| Instruções da tarefa |
Por favor, edite as linhas a seguir trocando "innermost point" por "center point" e apresente-as de novo, sem mudar mais nada.

##########

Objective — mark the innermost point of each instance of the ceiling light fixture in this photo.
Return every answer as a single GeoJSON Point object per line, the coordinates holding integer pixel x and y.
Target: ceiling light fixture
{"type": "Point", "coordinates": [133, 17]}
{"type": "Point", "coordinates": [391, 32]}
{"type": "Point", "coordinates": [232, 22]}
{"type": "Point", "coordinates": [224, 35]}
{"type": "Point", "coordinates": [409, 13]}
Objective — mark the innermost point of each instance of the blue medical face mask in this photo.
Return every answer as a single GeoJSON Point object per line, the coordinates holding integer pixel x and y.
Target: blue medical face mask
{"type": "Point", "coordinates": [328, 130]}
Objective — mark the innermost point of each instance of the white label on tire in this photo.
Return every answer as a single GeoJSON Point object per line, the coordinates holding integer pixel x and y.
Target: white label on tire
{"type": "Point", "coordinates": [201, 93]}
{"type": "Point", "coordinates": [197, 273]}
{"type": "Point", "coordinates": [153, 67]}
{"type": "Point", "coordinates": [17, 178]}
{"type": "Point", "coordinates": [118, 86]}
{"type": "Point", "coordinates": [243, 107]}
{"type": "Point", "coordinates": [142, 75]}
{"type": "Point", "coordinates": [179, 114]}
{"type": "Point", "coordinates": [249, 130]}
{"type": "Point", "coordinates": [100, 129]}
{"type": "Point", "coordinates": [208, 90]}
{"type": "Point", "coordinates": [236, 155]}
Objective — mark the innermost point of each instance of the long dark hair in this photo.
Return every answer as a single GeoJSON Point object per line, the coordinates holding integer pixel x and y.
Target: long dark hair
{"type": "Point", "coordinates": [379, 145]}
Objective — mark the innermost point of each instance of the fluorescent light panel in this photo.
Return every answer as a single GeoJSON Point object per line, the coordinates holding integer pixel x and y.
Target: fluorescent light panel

##########

| Solução do problema |
Objective — mark the center point of each instance of the ceiling light fixture in this photo.
Return every answer as a single GeoJSON Point object per line, the coordinates holding integer pixel x and y.
Target: ceiling light fixture
{"type": "Point", "coordinates": [133, 17]}
{"type": "Point", "coordinates": [391, 32]}
{"type": "Point", "coordinates": [232, 22]}
{"type": "Point", "coordinates": [224, 35]}
{"type": "Point", "coordinates": [409, 13]}
Objective — mark the center point of each instance of the blue medical face mask in this photo.
Return every answer as a single GeoJSON Point object per line, the coordinates holding integer pixel x and y.
Target: blue medical face mask
{"type": "Point", "coordinates": [328, 130]}
Objective — mark the center point of each instance of the white label on tire in this photo.
Return every answer as a single GeoJSON Point object per line, the coordinates holding integer pixel x and y.
Target: white label on tire
{"type": "Point", "coordinates": [201, 93]}
{"type": "Point", "coordinates": [197, 273]}
{"type": "Point", "coordinates": [153, 67]}
{"type": "Point", "coordinates": [17, 178]}
{"type": "Point", "coordinates": [118, 86]}
{"type": "Point", "coordinates": [243, 107]}
{"type": "Point", "coordinates": [142, 75]}
{"type": "Point", "coordinates": [179, 114]}
{"type": "Point", "coordinates": [249, 130]}
{"type": "Point", "coordinates": [100, 129]}
{"type": "Point", "coordinates": [208, 90]}
{"type": "Point", "coordinates": [236, 155]}
Objective — mark the center point of each instance of the long dark hair in this photo.
Return every answer as a single GeoJSON Point object per line, the coordinates holding integer pixel x and y.
Target: long dark hair
{"type": "Point", "coordinates": [379, 145]}
Objective — mark the center point of each instance of the fluorescent light panel in this photo.
Return every answer as a single GeoJSON Point object per line, the coordinates holding integer pixel x and y.
Target: fluorescent light panel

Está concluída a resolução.